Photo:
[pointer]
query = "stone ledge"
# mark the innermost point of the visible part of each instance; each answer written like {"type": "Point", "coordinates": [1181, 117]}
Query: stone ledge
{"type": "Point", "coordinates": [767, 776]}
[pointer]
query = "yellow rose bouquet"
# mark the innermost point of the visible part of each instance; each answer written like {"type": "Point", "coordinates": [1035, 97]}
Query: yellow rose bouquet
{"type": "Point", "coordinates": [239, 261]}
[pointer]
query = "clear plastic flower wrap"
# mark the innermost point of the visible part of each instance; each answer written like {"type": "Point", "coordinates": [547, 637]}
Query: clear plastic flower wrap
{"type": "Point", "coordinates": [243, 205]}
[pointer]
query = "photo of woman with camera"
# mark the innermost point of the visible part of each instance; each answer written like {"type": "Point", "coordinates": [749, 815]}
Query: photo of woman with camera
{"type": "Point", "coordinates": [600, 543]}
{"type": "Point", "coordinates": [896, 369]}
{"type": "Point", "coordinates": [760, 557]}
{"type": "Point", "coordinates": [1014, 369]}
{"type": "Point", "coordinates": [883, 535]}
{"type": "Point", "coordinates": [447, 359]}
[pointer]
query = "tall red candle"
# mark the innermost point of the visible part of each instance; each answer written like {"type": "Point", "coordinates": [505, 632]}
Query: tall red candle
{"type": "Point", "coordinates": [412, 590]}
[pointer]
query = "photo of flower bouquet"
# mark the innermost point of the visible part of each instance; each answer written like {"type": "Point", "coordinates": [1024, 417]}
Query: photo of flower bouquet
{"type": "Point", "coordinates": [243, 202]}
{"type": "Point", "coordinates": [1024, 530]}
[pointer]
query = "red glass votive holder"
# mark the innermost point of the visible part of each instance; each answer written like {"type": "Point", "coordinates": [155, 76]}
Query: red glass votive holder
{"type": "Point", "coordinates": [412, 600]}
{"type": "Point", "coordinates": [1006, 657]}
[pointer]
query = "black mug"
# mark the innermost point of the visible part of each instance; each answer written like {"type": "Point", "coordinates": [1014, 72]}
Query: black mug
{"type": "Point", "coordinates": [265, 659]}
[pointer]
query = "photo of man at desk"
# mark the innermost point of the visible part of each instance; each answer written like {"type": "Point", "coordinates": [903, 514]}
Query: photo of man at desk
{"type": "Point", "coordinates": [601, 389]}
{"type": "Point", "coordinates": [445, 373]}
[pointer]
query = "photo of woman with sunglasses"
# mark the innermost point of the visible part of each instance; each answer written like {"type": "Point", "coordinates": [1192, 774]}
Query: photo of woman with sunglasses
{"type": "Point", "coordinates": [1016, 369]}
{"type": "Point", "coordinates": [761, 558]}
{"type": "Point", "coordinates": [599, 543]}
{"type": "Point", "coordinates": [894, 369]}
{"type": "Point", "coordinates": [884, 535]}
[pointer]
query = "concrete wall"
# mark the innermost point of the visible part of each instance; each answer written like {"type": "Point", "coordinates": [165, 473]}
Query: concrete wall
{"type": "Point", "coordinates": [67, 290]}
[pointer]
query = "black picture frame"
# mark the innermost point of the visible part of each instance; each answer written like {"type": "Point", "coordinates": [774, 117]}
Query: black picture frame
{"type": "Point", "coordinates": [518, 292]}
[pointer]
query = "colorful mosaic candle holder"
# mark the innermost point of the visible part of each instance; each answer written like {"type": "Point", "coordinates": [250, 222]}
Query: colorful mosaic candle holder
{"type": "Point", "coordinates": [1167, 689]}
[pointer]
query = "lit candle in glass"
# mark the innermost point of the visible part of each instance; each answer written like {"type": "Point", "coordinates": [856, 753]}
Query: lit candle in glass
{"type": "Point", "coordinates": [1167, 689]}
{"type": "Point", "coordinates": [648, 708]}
◆ ◆ ◆ ◆ ◆ ◆ ◆
Aim. Your task is to repeat every entry exactly.

Right answer.
Photo:
[pointer]
query = "stone ledge"
# mark the innermost point of the visible part of each instance; each answer written like {"type": "Point", "coordinates": [1181, 117]}
Query: stone ledge
{"type": "Point", "coordinates": [767, 776]}
[pointer]
query = "yellow rose bouquet"
# mark the innermost point of the visible part of each instance; each answer written like {"type": "Point", "coordinates": [1035, 97]}
Query: yellow rose bouquet
{"type": "Point", "coordinates": [239, 261]}
[pointer]
query = "clear plastic flower wrap"
# mark the innermost point of the visible part of each instance; each answer written like {"type": "Point", "coordinates": [547, 637]}
Query: clear plastic flower wrap
{"type": "Point", "coordinates": [243, 205]}
[pointer]
query = "photo of woman with camera"
# mark the innermost point of the visible part of each instance; each answer written like {"type": "Point", "coordinates": [749, 815]}
Query: photo of woman with camera
{"type": "Point", "coordinates": [600, 543]}
{"type": "Point", "coordinates": [896, 369]}
{"type": "Point", "coordinates": [760, 557]}
{"type": "Point", "coordinates": [1014, 369]}
{"type": "Point", "coordinates": [883, 535]}
{"type": "Point", "coordinates": [447, 359]}
[pointer]
query = "tall red candle"
# mark the innermost point of the visible part of each instance; each answer written like {"type": "Point", "coordinates": [505, 632]}
Query: tall red candle
{"type": "Point", "coordinates": [412, 590]}
[pointer]
query = "photo of flower bouquet"
# mark the innermost point of the visible part of each instance; each answer written like {"type": "Point", "coordinates": [1024, 417]}
Query: photo of flower bouquet
{"type": "Point", "coordinates": [243, 202]}
{"type": "Point", "coordinates": [1024, 530]}
[pointer]
query = "red glass votive holder"
# mark the innermost point of the visible part of each instance; each answer written like {"type": "Point", "coordinates": [155, 76]}
Query: red glass votive holder
{"type": "Point", "coordinates": [412, 600]}
{"type": "Point", "coordinates": [1006, 657]}
[pointer]
query = "black mug"
# mark the innermost point of the visible part of each instance; each answer written like {"type": "Point", "coordinates": [1014, 72]}
Query: black mug
{"type": "Point", "coordinates": [265, 659]}
[pointer]
query = "photo of man at desk"
# mark the innermost point of the visible part of each instance; each answer written like {"type": "Point", "coordinates": [903, 514]}
Query: photo of man at desk
{"type": "Point", "coordinates": [601, 389]}
{"type": "Point", "coordinates": [445, 373]}
[pointer]
query = "photo of woman with sunglasses"
# mark the innermost point of the visible part of each instance; each answer written like {"type": "Point", "coordinates": [1192, 774]}
Query: photo of woman with sunglasses
{"type": "Point", "coordinates": [1016, 369]}
{"type": "Point", "coordinates": [761, 558]}
{"type": "Point", "coordinates": [599, 543]}
{"type": "Point", "coordinates": [894, 369]}
{"type": "Point", "coordinates": [884, 535]}
[pointer]
query = "concrete wall"
# mark the innermost point of the visible part of each instance; each answer written like {"type": "Point", "coordinates": [165, 473]}
Query: concrete wall
{"type": "Point", "coordinates": [67, 290]}
[pointer]
query = "black picture frame"
# mark the innermost point of the visible part of each instance; each answer written like {"type": "Point", "coordinates": [774, 117]}
Query: black picture frame
{"type": "Point", "coordinates": [518, 292]}
[pointer]
query = "colorful mosaic candle holder"
# mark the innermost point of the visible part of each instance; each answer written like {"type": "Point", "coordinates": [250, 222]}
Query: colorful mosaic candle holder
{"type": "Point", "coordinates": [1167, 689]}
[pointer]
query = "lit candle in glass"
# mark the innermost point of the visible part of each instance; each answer written like {"type": "Point", "coordinates": [856, 753]}
Query: lit candle in glass
{"type": "Point", "coordinates": [1167, 689]}
{"type": "Point", "coordinates": [648, 708]}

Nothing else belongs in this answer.